*EXERCISE BRIEF*: The line containing "The component shall indicate one point per instance of the tile" opens the span to copy, and the last line of the records below closes it. Write out that span exactly.

*RECORDS FOR PROCESSING*:
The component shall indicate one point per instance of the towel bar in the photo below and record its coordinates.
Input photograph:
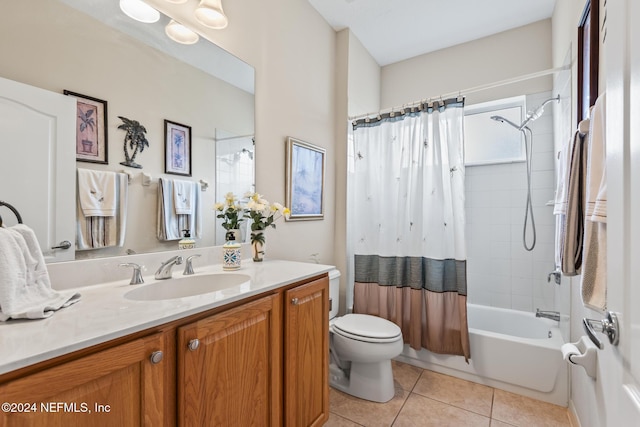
(14, 210)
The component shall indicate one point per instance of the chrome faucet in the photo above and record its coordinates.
(553, 315)
(188, 268)
(164, 272)
(136, 277)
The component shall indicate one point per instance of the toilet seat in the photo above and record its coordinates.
(363, 327)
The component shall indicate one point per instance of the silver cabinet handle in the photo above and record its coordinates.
(156, 357)
(194, 344)
(608, 326)
(65, 244)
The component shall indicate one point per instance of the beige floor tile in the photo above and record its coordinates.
(420, 411)
(405, 375)
(524, 411)
(338, 421)
(455, 391)
(364, 412)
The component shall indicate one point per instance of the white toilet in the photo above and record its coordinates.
(361, 348)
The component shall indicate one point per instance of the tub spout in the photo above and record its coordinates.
(553, 315)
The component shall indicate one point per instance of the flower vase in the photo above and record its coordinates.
(257, 245)
(236, 235)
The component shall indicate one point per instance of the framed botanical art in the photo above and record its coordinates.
(305, 180)
(177, 148)
(91, 129)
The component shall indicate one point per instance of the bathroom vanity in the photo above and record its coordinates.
(251, 354)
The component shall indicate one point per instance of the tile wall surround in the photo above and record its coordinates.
(500, 272)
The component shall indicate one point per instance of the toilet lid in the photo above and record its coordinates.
(366, 328)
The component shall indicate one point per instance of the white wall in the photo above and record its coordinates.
(491, 59)
(137, 82)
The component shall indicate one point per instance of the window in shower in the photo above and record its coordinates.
(493, 140)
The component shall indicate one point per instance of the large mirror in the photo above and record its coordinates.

*OUTPUT OF THE EXERCISE*:
The component shall indicate one point per instance of the tile wall surround in the photo above and record its coordinates.
(500, 272)
The component shall indicate one point per instance of the toilet lid in the photo above and record its coordinates.
(366, 328)
The component shall indicate one point per instance of the white wall in the photo above and record its coordinates.
(491, 59)
(137, 82)
The component shall indicate one point per instance of the window in shower in the photo above and record its coordinates.
(493, 140)
The component shall indicate one point per instance of the large mirror in the photo above and record its coordinates.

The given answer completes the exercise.